#### DATA LISTING
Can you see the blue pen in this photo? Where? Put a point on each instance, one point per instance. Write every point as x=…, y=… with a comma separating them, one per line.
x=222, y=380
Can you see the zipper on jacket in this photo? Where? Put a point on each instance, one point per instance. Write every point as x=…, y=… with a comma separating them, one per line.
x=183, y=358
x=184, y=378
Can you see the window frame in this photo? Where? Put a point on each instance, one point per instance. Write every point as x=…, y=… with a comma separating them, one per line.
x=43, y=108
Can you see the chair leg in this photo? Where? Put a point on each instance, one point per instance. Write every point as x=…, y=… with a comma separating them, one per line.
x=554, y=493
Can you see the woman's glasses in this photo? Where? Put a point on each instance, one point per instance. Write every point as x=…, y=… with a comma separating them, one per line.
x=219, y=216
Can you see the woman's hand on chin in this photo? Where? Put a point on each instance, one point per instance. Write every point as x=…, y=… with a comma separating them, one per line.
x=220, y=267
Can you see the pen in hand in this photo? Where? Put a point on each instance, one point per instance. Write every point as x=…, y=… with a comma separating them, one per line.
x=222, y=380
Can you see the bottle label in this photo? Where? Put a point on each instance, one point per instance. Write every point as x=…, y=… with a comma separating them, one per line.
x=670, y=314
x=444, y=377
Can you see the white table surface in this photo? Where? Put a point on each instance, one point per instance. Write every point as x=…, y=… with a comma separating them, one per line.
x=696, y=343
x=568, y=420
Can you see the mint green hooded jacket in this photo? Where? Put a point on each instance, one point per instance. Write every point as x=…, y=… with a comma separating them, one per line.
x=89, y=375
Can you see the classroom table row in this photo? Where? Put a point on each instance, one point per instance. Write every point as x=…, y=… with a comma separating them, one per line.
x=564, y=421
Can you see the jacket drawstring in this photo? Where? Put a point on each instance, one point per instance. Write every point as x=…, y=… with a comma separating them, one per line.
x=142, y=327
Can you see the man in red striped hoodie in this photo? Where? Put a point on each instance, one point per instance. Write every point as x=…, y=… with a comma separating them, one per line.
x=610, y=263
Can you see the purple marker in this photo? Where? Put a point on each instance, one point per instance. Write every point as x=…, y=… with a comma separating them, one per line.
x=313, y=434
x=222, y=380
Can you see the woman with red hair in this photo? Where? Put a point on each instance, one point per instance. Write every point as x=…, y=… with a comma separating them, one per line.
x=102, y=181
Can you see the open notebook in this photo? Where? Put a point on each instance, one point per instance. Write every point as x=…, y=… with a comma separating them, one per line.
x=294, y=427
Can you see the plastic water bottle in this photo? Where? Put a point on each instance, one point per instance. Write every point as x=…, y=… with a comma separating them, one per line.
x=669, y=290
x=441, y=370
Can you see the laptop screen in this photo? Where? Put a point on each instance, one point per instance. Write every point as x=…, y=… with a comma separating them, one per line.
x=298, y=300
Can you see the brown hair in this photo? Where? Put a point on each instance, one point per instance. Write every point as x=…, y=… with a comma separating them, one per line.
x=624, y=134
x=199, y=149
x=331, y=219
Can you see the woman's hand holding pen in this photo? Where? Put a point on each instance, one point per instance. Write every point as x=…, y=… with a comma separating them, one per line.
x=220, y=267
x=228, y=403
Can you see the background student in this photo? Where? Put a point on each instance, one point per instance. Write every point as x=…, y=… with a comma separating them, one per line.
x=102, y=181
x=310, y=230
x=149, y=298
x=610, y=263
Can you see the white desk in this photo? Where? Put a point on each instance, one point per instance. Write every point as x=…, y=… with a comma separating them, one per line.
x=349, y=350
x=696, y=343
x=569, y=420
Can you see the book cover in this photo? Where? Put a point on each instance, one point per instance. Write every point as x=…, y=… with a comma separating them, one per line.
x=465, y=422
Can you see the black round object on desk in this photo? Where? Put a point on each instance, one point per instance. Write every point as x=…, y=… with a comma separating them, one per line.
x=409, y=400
########
Write out every record, exactly as written.

• **RESPONSE FOR THIS EXERCISE**
Can you see the blue pen in this photo? Where? Put a point on each instance, one point per instance. Write every point as x=…, y=… with a comma separating them, one per line.
x=222, y=380
Can you see the zipper on jacket in this photo? Where? Put a point on each instance, one point per instance. Write every point as x=…, y=… with a comma separating them, one per line.
x=183, y=358
x=184, y=378
Can you see the window frame in this photo? Where? Put a point on each instance, one point per instance. Write every point as x=…, y=… with a comma separating them, one per line.
x=43, y=108
Can you see the chair leg in this photo? Where? Put a point on each instance, one point per instance. Write every point as x=…, y=… with a comma separating them, one per line.
x=554, y=493
Can you see the woman's glasses in this photo? Where? Put a point on each instance, one point per instance. Write every point as x=…, y=… with a comma separating them, one per line.
x=219, y=216
Can you see the woman's hand on chin in this photo? Where? Put a point on each instance, one point per instance. Write every point as x=…, y=… with a comma separating them, one per line.
x=220, y=267
Can you see the pen in hand in this photo? Where? Put a point on each instance, one point per instance. Write every point as x=…, y=… with a comma separating them, one per line.
x=222, y=380
Can you see the bottle label in this photo? Where? Put a point on each instance, one point per instance. Write every point as x=…, y=… with a comma separating them, one per line.
x=670, y=314
x=444, y=377
Can you see the white table surface in this photo? Where? Put a point on each instance, one point per instance. Write every point as x=…, y=… with a comma separating them, one per line.
x=696, y=343
x=568, y=420
Can you see the mint green hooded jacket in this photo? Where? Put a point on each instance, one point per instance. Write every point as x=…, y=… with a comma separating them, one per line.
x=89, y=375
Can you see the classroom table row in this photo? Where? Put a point on each instance, one point per instance. Write every point as x=…, y=… with a comma separating them, one per line.
x=564, y=421
Can you see the jacket drawstring in this photo? Where? Put a point on each instance, one point per instance. Write every point as x=…, y=… with a comma separating them, one per line.
x=142, y=327
Can you see the man in red striped hoodie in this photo? Where? Put a point on each instance, one point per instance. Write every point as x=…, y=… with a comma separating them, one per line.
x=610, y=263
Can you see the purple marker in this photo? Where? Put a point on each instance, one point per instance. Write every point as x=…, y=… with a comma separating them, one per line.
x=313, y=434
x=222, y=380
Can you see the woman with red hair in this photo? Where? Put a point on each instance, one point per instance. Write every point as x=…, y=… with a comma separating them, one per line.
x=102, y=181
Can you see the open notebook in this photo? Where? Put a point on each instance, one point per instance. Write every point as x=…, y=… with a comma separating them, one per line.
x=294, y=427
Can you see the plastic water bottle in this photo? Where? Put a point on each instance, one point per instance. Write every point as x=…, y=… with a comma separating them, one per line.
x=669, y=290
x=441, y=370
Can you see the laptop screen in this photo? Where? Put a point on each instance, one point per instance. Write every point as x=…, y=… with a comma separating them, one per line.
x=298, y=300
Can you see the brown hair in this photo? Where? Put a point on each instance, one point per instance. Write every point as x=…, y=… with a comma separating them, one per line.
x=624, y=134
x=199, y=149
x=331, y=219
Can you see the woman's hand holding pen in this photo? Where? Put a point on each instance, one point per instance. Write every point as x=…, y=… with a comma separating them, one per line.
x=220, y=267
x=228, y=403
Can you see the background student in this photo? Where? Put a point on each instance, one point per instance. Write every point as x=…, y=… with a comma separating them, one per line.
x=102, y=181
x=310, y=230
x=149, y=298
x=610, y=263
Can you see the white desk in this photo? Where? Put a point on each instance, one point per instance. Write every point as x=…, y=… with a comma separating them, one per line.
x=349, y=350
x=696, y=343
x=569, y=420
Can you see the book cover in this photo? Where? Put a point on each instance, one point per instance. Write every point as x=…, y=… with a comma separating them, one per line.
x=465, y=422
Can you see the black round object on desk in this photo? Where? Put a point on each instance, one point per instance. Write every point as x=…, y=… with a comma separating them, one per line.
x=409, y=400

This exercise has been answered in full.